▸ **Excerpt to read**:

Ultra-Low-Dose CT Can Effectively Detect Emphysema and Fibrosis

Parenchymal abnormalities observed with ultra-low-dose computed tomography (uLDCT) using prone images are strongly associated with physiologically significant abnormalities in lung function, according to study findings published in BMJ Open Respiratory Research.

Although uLDCT uses a level of radiation similar to that of a chest x-ray (CXR), it is not known how well uLDCT can detect important parenchymal lung abnormalities that may not be seen on a chest x-ray. The Western Australia Asbestos Review Program (ARP) began using uLDCT chest scans to monitor those exposed to asbestos after 2012. Investigators therefore conducted a cross-sectional study was to compare the lung parenchymal findings from uLDCT scans in ARP participants with physiological measures of respiratory function to determine how accurately chest CT at ultra-low doses can show parenchymal pathology.

All ARP participants had at least 3 months of cumulative asbestos exposure history and/or pleural plaques on imaging. Participants were eligible for the current analysis if they had an annual review between January 1, 2018, and December 31, 2018, and a uLDCT screening scan and lung function assessment, which were usually conducted within 1 to 2 days of each other.

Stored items
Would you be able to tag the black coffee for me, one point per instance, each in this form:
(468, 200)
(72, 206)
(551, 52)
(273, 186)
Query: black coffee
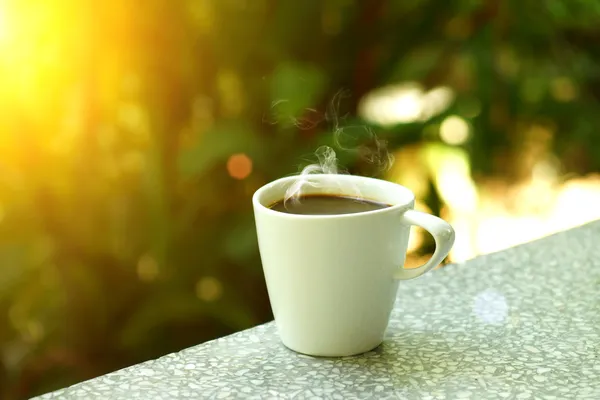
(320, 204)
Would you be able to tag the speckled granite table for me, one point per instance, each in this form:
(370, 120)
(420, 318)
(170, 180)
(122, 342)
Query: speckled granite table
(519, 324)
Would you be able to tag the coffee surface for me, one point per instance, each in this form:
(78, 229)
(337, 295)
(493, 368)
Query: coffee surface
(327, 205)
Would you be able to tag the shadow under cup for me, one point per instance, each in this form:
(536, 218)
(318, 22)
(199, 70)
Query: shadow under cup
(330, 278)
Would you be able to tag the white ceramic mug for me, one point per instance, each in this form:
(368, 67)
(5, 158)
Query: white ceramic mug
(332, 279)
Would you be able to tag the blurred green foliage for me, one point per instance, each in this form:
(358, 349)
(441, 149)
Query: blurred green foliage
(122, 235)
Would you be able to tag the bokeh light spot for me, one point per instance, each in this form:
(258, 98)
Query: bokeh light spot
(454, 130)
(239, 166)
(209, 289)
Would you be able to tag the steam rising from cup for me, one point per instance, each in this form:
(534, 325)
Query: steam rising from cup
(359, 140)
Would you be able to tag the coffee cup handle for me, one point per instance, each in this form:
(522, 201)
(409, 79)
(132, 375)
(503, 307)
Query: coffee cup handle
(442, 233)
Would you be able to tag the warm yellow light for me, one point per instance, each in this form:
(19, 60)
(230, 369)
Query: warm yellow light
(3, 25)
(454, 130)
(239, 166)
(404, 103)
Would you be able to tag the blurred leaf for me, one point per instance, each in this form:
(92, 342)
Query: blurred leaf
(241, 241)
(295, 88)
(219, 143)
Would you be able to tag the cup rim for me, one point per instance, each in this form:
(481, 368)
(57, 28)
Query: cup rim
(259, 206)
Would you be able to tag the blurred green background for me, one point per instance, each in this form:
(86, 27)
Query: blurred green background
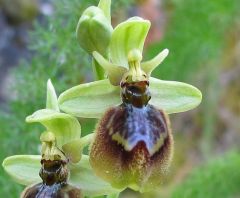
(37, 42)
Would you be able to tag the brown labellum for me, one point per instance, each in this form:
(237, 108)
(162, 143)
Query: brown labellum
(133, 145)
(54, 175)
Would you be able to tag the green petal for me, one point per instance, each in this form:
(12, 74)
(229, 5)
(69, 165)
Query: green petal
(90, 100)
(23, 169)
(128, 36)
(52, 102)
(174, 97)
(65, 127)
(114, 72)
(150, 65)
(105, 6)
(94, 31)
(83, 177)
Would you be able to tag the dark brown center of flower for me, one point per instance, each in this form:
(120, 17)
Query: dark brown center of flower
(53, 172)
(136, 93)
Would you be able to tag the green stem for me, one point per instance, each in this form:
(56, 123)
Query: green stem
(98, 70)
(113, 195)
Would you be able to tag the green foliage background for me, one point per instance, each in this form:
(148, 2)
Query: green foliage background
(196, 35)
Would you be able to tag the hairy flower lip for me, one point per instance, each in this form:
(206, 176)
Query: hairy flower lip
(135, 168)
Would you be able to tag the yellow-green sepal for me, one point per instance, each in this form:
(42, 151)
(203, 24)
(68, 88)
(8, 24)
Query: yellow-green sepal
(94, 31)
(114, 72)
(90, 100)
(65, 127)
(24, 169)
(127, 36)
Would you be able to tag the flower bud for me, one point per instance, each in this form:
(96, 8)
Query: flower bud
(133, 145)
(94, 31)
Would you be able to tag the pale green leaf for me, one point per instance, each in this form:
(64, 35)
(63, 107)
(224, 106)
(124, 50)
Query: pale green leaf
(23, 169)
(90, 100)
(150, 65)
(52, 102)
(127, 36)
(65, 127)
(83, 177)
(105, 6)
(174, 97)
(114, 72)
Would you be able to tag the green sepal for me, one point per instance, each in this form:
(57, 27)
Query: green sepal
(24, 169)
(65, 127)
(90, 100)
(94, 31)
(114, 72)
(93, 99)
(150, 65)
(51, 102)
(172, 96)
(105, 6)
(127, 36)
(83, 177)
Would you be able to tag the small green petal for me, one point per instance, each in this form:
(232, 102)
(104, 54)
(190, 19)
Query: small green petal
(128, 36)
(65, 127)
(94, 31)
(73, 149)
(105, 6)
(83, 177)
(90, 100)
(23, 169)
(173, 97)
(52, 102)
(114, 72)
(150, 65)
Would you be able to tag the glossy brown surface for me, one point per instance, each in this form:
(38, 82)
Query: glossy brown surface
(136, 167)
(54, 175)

* * *

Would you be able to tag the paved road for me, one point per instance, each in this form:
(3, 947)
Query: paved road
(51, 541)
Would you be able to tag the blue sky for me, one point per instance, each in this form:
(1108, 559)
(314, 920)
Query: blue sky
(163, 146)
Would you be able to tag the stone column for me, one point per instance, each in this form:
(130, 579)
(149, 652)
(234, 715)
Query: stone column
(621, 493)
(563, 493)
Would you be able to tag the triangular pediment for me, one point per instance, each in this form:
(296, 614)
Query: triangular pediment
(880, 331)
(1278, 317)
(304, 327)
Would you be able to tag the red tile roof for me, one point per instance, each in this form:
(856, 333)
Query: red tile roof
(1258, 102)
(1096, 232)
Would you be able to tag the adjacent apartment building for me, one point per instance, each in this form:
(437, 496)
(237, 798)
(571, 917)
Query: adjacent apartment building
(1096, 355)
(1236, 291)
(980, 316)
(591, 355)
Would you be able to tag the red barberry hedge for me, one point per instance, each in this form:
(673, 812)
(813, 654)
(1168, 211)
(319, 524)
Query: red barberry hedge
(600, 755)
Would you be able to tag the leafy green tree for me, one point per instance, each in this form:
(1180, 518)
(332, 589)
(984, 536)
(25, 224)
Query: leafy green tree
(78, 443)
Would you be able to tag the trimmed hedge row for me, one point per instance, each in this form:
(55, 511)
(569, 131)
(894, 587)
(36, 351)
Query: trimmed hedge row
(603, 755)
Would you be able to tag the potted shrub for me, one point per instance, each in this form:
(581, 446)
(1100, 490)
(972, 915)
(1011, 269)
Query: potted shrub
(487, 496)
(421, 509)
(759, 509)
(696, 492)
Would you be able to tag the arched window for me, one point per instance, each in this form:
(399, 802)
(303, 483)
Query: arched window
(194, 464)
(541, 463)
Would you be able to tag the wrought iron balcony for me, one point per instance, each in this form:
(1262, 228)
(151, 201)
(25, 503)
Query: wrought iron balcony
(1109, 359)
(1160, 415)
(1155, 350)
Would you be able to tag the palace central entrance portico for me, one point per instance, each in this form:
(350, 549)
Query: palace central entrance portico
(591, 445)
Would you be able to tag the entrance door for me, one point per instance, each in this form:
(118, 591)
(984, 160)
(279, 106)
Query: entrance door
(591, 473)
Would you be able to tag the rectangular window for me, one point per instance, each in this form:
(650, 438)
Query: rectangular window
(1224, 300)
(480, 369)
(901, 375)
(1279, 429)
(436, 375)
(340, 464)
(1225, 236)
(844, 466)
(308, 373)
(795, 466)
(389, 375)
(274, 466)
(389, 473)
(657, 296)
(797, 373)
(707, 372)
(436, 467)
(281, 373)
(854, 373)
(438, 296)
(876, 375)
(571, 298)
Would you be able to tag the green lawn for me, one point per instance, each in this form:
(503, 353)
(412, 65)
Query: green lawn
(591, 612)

▸ **Problem to solve**: Pick up the article on ultra-low-dose CT for spotting emphysema and fibrosis where it stops, and write its next few paragraphs.

▸ **Answer**:
A total of 1344 participants (median age, 72.0 [interquartile range, 65.0-78.0] years; 84.9% male) with paired uLDCT and lung function assessments were identified. A majority (68.1%) had mixed occupational asbestos fiber exposure, and 65.2% reported ever-smoking with a median tobacco exposure of 19.5 (IQR, 8.4-39.0) pack-years. The participants had an overall mean (SD) forced expiratory volume in 1 second (FEV₁) of 91.3% (18.8) predicted, forced vital capacity (FVC) of 96.7% (17.1), FEV₁/FVC ratio of 0.71 (0.09), and actual diffusion of carbon monoxide (DLCO) of 23.3 (7.3) mL/min/mm Hg.

Of the cohort, 721 (53.6%) patients had no CT parenchymal abnormality, 158 (11.8%) had emphysema, 465 (34.6%) had linear fibrosis, and 94 (7.0%) had fibrosis and emphysema.

The mean dose length product was 8.9 (SD 1.9) mGy/cm or 0.12 (SD 0.03) mSv. The median (IQR) emphysema score was 4.0 (2.0-8.0) and the median linear fibrosis score was 4.0 (2.0-6.0). Overall, 220 indeterminate nodules were recorded (137 ground glass) and 4 confirmed cases of lung cancer were noted, with no cases of mesothelioma.

Statistically significant between-group differences were found for all physiologic parameters compared with the control group (ie, participants with no abnormality). A strong and significant correlation was observed for total emphysema score and obstructive FEV₁/FVC ratio (r=0.512, P <.0005). Analysis also showed a moderate inverse correlation with percent predicted FEV₁ (r=0.24, P <.0005) and a weak correlation with percent predicted FVC (r=0.19, P =.02).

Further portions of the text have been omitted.